▸ TASK INSTRUCTIONS
Each line in the entries below that holds the string "flip" is to be listed.
● ● ● ● ● ● ●
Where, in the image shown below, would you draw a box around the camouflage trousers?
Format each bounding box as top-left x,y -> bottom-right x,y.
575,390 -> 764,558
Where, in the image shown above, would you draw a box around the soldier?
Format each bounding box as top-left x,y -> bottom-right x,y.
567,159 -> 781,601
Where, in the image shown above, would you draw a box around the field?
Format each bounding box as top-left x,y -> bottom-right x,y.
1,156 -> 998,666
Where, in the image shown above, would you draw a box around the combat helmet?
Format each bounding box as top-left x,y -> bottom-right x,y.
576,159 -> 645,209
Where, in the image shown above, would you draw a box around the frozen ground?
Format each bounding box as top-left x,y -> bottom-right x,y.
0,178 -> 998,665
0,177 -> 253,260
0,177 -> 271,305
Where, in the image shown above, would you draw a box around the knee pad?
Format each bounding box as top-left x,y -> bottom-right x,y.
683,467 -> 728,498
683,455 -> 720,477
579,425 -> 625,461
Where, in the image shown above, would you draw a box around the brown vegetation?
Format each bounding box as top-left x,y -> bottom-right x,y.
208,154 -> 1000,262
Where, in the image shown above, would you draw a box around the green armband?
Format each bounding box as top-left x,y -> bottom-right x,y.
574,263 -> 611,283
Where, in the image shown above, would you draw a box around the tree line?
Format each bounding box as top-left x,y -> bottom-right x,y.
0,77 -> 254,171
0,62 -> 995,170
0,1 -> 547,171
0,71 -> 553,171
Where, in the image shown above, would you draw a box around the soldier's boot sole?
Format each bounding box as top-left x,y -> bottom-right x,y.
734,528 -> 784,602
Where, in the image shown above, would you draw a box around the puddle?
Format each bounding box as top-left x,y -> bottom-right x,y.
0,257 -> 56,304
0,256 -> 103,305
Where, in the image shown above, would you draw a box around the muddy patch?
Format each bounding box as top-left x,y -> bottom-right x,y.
● ● ● ● ● ● ●
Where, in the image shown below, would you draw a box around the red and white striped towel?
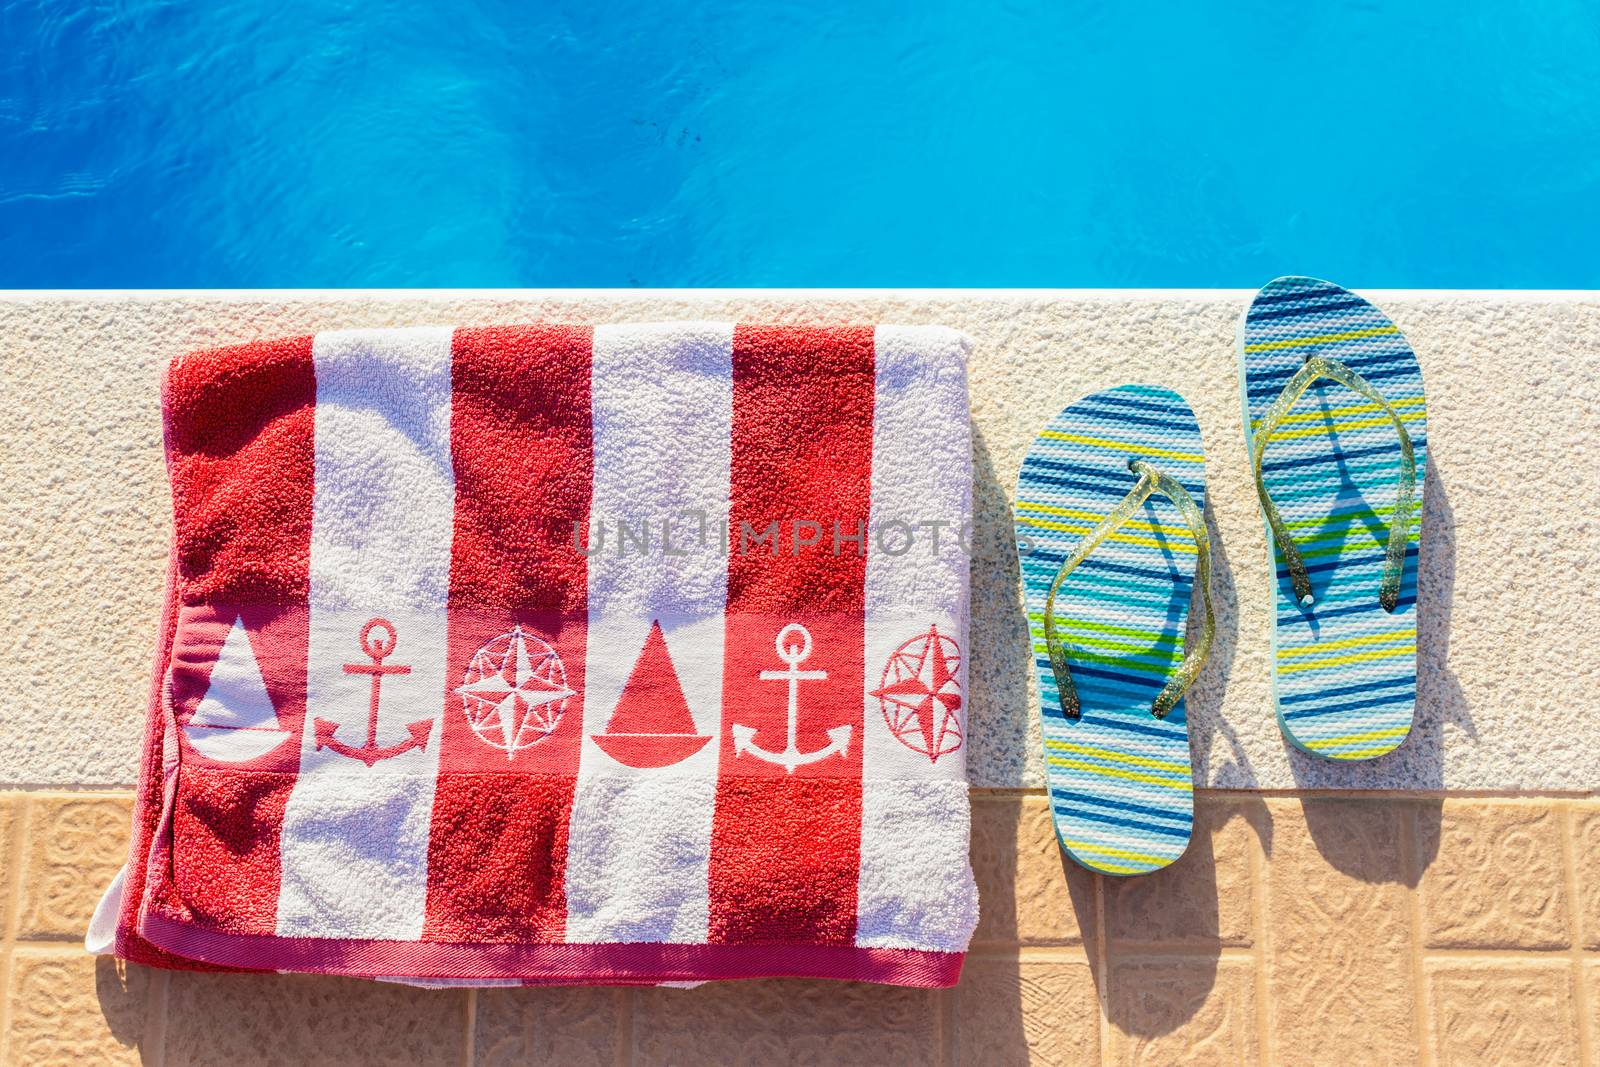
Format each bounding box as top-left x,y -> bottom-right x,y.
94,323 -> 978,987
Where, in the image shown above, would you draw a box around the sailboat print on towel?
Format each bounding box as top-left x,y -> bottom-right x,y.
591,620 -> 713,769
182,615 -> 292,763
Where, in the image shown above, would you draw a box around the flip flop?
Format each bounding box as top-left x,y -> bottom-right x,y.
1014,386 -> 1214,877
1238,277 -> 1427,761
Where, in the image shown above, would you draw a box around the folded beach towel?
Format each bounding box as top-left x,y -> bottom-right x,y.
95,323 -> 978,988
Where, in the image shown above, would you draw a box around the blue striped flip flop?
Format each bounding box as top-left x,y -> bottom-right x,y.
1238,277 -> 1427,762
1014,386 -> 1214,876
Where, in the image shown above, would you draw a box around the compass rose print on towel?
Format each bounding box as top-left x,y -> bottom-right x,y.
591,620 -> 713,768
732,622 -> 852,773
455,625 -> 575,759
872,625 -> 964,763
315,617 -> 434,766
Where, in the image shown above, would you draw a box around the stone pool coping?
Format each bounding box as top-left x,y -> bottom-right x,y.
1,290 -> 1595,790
● ● ● ● ● ● ●
▸ RESULT
Where, in the image shown above, would you draw a box around the flip flop?
Where, in the image shown above, would you draw a box around the blue striped flip flop?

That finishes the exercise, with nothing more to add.